**SELECTED EXTRACT**
StartupProduct is a conference aimed at product leadership within startups, which is a subset of the overall product discipline but one worthy of its own group. Their “Summit” included such names as Rich Mironov, Josh Elman, Ken Norton, Dan Olsen and Teresa Torres. It’s another welcome way for product professionals to learn from the most accomplished among us.

Podcasts

There are several podcasts aimed at product management professionals. These active casts deliver interviews and insights into the field that can help deliver the voice of current practitioners on a regular basis:

What Value does PM Certification Provide a Candidate?

Let’s get back to the topic of Product Management Certifications.

To answer the question of how much value hiring managers assign to certifications, let’s think about what certification does for a product manager.

No doubt, in the early phase of a product career, the role can be overwhelming. Going through a course from a vendor provides context, and can provide the network a budding product manager needs to bounce ideas off as their internal work situation becomes more complex.

**STUDY QUESTIONS**
1. According to the product management excerpt, what is StartupProduct aimed at?
2. Write out everything in the product management excerpt from "There are several" down to "Product Management Certifications.".
3. Summarize the product management excerpt in three sentences.

**THE DATA**
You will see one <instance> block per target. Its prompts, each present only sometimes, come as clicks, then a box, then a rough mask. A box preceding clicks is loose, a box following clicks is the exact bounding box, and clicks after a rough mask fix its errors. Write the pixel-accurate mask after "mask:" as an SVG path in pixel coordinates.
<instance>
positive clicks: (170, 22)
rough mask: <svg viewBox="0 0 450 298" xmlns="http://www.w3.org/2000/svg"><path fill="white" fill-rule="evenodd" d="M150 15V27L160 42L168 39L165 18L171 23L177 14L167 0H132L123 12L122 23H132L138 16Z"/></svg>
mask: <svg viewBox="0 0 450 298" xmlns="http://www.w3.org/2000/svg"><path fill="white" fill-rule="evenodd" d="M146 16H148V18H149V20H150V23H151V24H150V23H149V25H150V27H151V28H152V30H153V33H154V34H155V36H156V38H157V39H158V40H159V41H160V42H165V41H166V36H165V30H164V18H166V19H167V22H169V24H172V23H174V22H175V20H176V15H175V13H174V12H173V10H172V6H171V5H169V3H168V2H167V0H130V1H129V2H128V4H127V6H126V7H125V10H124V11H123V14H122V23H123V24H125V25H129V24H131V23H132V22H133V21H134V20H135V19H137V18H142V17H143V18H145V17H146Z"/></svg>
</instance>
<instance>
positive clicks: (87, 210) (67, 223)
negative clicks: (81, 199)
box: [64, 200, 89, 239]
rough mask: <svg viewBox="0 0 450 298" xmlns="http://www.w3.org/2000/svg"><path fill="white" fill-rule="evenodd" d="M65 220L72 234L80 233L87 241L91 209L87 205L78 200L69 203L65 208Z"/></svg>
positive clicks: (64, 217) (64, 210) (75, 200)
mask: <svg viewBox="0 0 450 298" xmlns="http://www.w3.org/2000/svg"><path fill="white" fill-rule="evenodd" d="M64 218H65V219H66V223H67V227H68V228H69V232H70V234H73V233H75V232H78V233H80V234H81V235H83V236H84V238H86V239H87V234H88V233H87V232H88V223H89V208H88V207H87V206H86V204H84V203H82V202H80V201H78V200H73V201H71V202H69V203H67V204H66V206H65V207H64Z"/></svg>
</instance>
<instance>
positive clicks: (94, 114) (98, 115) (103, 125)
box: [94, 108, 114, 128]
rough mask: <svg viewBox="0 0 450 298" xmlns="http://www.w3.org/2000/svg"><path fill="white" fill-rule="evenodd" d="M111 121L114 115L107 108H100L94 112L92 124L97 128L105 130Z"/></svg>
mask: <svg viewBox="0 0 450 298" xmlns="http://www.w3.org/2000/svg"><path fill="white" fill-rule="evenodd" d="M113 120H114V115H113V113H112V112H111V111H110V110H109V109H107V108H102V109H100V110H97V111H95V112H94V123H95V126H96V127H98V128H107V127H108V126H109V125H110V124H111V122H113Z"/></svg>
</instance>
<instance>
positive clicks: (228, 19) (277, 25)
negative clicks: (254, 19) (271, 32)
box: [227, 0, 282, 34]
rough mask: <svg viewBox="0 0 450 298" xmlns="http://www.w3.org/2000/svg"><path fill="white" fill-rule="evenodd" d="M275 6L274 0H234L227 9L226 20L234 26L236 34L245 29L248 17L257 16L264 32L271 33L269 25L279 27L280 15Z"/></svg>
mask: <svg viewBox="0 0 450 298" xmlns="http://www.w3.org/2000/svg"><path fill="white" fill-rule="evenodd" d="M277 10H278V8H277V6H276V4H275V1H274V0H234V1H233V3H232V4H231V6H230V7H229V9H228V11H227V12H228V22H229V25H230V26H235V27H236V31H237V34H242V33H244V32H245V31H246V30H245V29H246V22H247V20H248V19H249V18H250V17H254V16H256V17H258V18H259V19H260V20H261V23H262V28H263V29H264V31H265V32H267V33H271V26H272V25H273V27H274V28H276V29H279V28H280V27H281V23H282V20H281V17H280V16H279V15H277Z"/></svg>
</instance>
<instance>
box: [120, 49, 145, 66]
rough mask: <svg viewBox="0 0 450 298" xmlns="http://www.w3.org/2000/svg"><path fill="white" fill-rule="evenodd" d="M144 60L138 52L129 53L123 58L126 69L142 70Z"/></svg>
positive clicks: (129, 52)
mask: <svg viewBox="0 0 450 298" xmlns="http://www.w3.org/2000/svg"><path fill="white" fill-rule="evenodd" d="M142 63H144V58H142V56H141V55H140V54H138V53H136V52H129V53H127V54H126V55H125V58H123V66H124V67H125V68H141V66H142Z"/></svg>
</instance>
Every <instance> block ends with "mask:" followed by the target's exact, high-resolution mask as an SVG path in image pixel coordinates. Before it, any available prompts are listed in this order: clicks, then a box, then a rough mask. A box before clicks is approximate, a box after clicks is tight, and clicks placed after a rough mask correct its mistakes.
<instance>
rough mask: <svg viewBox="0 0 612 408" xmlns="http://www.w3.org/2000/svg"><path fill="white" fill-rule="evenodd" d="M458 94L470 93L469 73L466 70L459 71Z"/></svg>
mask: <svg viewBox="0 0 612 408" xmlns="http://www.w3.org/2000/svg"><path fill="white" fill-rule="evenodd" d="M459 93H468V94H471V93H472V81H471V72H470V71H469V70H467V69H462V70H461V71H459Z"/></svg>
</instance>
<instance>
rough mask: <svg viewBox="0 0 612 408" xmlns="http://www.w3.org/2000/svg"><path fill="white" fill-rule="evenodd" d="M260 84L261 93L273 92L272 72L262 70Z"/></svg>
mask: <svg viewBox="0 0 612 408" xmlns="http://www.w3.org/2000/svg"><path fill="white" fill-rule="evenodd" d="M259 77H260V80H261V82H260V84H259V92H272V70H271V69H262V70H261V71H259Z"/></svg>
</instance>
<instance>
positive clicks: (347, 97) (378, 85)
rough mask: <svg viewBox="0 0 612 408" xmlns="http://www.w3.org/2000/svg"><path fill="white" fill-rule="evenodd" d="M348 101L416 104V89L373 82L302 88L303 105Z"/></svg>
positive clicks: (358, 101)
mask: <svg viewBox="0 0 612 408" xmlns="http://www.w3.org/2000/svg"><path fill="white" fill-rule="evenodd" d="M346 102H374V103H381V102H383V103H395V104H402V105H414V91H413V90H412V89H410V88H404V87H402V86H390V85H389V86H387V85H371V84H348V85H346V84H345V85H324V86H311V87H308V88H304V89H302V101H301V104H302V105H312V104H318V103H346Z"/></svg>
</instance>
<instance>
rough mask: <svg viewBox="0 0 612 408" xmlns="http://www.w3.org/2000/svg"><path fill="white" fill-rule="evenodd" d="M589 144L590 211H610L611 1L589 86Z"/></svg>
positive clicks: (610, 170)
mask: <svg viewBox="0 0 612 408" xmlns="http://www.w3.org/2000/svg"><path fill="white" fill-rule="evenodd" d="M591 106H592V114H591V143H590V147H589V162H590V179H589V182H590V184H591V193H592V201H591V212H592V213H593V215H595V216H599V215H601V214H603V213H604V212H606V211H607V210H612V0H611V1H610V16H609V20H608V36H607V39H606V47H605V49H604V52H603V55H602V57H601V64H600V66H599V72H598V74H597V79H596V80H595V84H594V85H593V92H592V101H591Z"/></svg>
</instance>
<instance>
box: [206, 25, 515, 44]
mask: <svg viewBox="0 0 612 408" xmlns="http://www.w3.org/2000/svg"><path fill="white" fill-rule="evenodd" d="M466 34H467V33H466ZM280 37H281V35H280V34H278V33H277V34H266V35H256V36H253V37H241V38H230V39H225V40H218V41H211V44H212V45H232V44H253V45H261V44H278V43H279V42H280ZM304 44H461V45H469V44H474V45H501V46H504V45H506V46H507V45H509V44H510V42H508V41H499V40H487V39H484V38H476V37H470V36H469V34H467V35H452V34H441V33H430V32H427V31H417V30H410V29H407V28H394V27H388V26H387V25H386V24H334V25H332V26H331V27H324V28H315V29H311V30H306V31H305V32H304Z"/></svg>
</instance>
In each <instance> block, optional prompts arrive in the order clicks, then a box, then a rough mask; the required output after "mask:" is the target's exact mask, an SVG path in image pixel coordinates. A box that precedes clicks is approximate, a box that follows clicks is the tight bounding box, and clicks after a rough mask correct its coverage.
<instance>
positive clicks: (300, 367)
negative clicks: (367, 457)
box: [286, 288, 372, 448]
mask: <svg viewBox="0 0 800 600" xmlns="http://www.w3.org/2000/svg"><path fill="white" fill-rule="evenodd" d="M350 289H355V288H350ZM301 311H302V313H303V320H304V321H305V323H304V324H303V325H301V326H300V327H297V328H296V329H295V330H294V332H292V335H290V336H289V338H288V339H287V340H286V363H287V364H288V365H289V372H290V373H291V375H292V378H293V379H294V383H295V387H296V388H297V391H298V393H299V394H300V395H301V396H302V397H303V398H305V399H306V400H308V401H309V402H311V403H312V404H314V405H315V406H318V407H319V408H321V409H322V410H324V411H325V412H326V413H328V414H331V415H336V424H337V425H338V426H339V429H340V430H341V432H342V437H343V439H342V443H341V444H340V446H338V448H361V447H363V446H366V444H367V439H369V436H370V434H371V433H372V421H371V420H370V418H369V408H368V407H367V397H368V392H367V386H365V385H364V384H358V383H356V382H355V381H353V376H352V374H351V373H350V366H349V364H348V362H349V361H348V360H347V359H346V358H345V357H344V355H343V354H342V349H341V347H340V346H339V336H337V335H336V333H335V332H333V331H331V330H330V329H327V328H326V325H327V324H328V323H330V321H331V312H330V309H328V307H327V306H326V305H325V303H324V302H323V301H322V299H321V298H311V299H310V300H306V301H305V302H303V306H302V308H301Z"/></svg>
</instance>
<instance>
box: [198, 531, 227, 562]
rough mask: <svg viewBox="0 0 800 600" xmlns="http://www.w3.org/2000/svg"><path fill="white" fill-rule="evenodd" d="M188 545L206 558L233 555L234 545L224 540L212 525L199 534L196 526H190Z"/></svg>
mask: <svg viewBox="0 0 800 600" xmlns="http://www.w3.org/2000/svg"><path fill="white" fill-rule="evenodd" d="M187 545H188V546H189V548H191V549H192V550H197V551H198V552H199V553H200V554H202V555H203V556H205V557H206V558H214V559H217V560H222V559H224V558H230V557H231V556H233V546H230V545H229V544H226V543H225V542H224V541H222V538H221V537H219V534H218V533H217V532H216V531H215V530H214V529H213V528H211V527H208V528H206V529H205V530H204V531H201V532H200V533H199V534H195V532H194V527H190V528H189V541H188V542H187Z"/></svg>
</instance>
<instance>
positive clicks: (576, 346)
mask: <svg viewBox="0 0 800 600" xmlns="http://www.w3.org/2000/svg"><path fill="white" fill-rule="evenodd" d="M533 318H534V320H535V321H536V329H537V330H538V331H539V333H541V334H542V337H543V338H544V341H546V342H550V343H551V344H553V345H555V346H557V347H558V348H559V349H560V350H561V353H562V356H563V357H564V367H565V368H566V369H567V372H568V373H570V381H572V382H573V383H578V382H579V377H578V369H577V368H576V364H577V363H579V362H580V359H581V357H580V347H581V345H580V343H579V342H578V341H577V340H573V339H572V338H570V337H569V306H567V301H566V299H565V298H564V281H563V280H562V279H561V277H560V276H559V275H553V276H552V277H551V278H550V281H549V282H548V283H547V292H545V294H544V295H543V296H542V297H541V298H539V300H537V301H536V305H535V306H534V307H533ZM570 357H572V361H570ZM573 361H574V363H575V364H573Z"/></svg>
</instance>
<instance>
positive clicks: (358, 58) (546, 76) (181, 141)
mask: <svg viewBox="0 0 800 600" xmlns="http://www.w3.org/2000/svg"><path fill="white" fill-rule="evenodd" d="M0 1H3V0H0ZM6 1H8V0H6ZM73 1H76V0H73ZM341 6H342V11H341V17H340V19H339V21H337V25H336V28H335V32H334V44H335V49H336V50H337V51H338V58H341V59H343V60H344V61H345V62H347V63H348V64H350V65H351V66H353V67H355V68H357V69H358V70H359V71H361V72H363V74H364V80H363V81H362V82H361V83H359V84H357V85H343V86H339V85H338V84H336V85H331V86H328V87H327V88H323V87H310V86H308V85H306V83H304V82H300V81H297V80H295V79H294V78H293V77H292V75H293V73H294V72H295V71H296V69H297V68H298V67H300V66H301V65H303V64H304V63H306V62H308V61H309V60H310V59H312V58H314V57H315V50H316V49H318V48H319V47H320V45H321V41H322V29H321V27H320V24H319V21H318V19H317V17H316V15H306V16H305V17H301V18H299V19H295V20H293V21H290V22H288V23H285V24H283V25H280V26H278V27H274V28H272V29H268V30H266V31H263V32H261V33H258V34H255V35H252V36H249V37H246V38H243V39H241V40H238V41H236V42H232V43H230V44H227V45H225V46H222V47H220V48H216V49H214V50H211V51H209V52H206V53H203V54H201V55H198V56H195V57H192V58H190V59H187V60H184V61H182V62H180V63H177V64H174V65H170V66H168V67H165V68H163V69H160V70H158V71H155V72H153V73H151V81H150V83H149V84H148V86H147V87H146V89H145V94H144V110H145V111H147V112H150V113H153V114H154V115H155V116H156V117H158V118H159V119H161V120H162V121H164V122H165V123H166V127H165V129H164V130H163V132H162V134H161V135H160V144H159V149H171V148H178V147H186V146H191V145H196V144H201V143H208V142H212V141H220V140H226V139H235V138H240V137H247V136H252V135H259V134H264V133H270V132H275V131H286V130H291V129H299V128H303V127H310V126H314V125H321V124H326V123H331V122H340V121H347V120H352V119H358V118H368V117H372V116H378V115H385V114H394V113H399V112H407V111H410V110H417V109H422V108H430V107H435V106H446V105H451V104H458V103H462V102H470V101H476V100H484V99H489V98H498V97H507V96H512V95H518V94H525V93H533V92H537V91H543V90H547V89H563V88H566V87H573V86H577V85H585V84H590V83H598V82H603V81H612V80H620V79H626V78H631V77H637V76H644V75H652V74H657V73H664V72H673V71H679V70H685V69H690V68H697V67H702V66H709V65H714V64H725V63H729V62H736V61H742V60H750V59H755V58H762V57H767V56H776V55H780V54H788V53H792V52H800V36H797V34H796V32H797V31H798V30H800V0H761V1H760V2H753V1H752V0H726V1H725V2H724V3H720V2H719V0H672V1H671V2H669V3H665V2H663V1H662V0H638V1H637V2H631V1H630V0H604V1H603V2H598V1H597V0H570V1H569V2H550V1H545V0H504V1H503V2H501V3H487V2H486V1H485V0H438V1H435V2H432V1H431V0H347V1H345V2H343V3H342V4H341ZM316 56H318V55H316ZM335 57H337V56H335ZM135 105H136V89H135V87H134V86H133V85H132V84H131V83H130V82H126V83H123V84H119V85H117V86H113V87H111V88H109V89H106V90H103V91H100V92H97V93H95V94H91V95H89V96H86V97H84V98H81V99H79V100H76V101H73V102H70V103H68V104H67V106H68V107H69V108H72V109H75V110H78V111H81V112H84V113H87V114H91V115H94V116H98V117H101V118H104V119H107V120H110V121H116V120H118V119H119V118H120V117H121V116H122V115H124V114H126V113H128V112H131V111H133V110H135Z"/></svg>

**TASK-BY-TASK OUTPUTS**
1. Product leadership within startups.

2.
There are several podcasts aimed at product management professionals. These active casts deliver interviews and insights into the field that can help deliver the voice of current practitioners on a regular basis:

What Value does PM Certification Provide a Candidate?

Let’s get back to the topic of Product Management Certifications.

3. StartupProduct is a conference for product leadership within startups, and its Summit included Rich Mironov, Josh Elman, Ken Norton, Dan Olsen and Teresa Torres. Several podcasts for product management professionals deliver interviews and insights from current practitioners on a regular basis. Returning to certifications, the excerpt notes that the role can be overwhelming early in a product career, and a vendor course provides context and a network for bouncing ideas around.